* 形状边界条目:
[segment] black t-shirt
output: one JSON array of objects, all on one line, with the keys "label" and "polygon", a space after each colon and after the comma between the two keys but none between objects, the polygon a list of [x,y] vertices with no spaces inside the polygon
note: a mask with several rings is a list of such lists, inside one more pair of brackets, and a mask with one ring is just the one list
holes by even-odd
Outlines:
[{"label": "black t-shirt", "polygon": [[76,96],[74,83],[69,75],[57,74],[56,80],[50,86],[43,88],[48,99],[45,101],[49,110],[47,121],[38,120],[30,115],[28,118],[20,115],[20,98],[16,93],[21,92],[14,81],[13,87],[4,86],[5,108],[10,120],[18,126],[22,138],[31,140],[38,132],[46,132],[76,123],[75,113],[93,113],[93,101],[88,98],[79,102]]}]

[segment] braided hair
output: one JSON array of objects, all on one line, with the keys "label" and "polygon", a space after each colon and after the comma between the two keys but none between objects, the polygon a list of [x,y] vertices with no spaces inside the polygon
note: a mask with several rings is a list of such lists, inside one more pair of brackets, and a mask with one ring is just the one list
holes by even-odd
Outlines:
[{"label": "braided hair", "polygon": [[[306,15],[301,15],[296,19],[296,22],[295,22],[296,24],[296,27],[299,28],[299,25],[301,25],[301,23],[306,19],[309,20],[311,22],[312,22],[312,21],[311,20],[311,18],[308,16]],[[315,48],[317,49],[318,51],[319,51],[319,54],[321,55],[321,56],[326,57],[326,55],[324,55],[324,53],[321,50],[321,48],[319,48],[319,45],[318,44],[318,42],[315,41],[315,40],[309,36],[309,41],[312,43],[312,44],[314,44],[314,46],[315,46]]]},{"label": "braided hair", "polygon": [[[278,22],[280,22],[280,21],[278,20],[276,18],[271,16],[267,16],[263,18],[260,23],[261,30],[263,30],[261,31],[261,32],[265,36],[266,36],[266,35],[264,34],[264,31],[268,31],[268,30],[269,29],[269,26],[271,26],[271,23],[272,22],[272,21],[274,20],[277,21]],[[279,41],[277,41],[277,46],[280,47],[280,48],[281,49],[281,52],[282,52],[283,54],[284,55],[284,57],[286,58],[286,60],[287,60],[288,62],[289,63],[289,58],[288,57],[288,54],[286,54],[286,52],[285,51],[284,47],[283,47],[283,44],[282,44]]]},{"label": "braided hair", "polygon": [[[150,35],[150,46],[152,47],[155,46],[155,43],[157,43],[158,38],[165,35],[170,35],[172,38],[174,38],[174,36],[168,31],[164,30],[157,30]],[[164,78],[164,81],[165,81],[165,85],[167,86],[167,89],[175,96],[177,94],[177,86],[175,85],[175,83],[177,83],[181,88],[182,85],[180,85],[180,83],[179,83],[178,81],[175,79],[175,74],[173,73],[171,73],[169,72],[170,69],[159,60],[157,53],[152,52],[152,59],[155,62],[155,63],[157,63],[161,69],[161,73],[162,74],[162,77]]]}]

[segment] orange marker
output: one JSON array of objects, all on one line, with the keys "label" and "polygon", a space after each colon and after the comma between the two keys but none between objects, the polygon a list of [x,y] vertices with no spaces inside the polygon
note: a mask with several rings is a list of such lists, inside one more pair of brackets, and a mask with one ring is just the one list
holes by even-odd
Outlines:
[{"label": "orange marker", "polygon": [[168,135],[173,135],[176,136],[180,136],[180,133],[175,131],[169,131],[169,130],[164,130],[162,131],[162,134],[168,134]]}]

* 你要做的:
把材料里从含有“[segment] orange marker”的那一行起，一直到材料最后一行为止（首尾两行都算），按编号列表输出，空行不要。

* 任务结果:
1. [segment] orange marker
2. output: one JSON array of objects, all on one line, with the keys "label" and "polygon", a space after each colon and after the comma between the two keys but none between objects, the polygon a list of [x,y] vertices with no spaces inside the polygon
3. note: a mask with several rings is a list of such lists, inside one more pair of brackets, and a mask with one ring is just the one list
4. holes by even-odd
5. Outlines:
6. [{"label": "orange marker", "polygon": [[168,135],[173,135],[176,136],[180,136],[180,133],[175,131],[169,131],[169,130],[164,130],[162,131],[162,134],[168,134]]}]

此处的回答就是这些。